> **WORK ITEM**
Nothing but the lines from the one containing "# mark the man wearing" to the end of the data should be returned, each exactly as written.

> **Dataset entries**

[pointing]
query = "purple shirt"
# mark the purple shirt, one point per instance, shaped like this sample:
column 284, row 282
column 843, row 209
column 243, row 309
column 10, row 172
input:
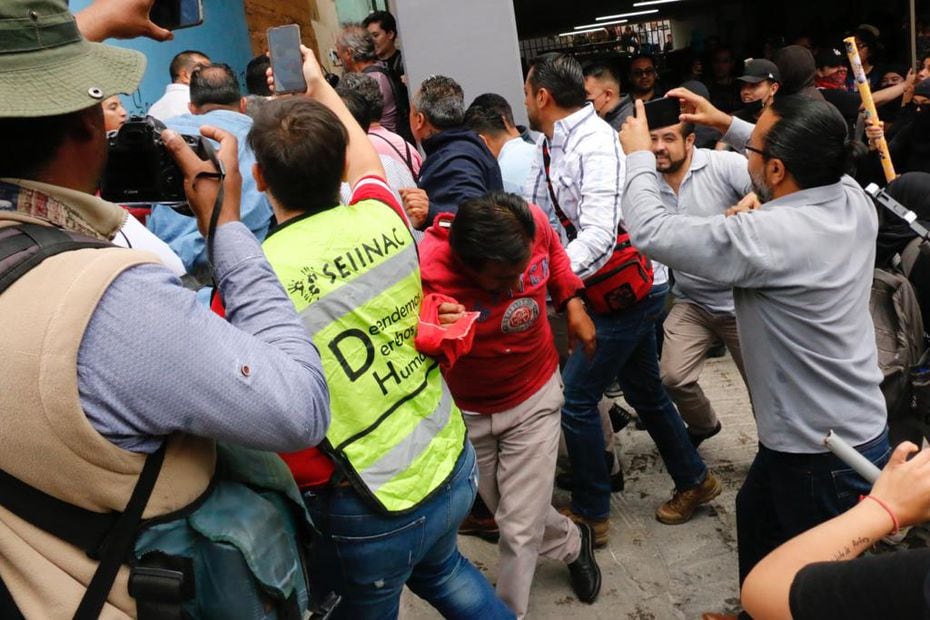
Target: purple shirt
column 153, row 361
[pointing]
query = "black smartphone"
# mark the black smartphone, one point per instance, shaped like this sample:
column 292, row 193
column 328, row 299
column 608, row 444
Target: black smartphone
column 662, row 112
column 177, row 14
column 287, row 63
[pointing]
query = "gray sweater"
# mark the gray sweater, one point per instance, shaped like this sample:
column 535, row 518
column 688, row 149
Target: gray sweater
column 801, row 268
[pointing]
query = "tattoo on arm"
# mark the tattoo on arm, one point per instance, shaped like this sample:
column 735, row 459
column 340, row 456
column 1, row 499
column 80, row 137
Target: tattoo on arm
column 853, row 549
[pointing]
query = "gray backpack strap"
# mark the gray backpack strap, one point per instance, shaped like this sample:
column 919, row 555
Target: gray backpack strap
column 909, row 256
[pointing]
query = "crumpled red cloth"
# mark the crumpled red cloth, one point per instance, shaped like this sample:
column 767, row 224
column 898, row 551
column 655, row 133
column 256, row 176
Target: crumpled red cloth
column 444, row 343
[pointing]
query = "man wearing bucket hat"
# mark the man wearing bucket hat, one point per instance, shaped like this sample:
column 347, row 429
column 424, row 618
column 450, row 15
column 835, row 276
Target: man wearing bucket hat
column 115, row 381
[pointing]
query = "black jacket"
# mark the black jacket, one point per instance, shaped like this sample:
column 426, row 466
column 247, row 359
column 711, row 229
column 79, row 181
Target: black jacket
column 458, row 166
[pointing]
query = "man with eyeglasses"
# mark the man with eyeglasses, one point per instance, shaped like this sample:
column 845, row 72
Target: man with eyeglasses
column 801, row 270
column 644, row 78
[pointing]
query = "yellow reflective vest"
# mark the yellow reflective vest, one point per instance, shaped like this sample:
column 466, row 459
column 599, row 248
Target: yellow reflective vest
column 354, row 277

> **SOLUTION TO THE PROBLEM**
# mark the man wearing bucket hat, one point per instance, shaped like this sample:
column 347, row 429
column 424, row 618
column 450, row 15
column 835, row 276
Target: man wearing bucket hat
column 115, row 381
[pointing]
query = "black jacket"
# mark the black jacket, one point per instance, shaped like this sample:
column 426, row 466
column 247, row 359
column 711, row 229
column 79, row 181
Target: black jacket
column 458, row 166
[pointing]
query = "man with eyeglasses"
# mark the man with eyeglasses, one point per instance, shaped like this sample:
column 845, row 72
Target: man with eyeglasses
column 801, row 270
column 644, row 78
[pointing]
query = "yellow reflective vest"
# mark the yellow reflective vest, one point per instance, shaped like this sample:
column 466, row 459
column 599, row 248
Target: yellow reflective vest
column 354, row 277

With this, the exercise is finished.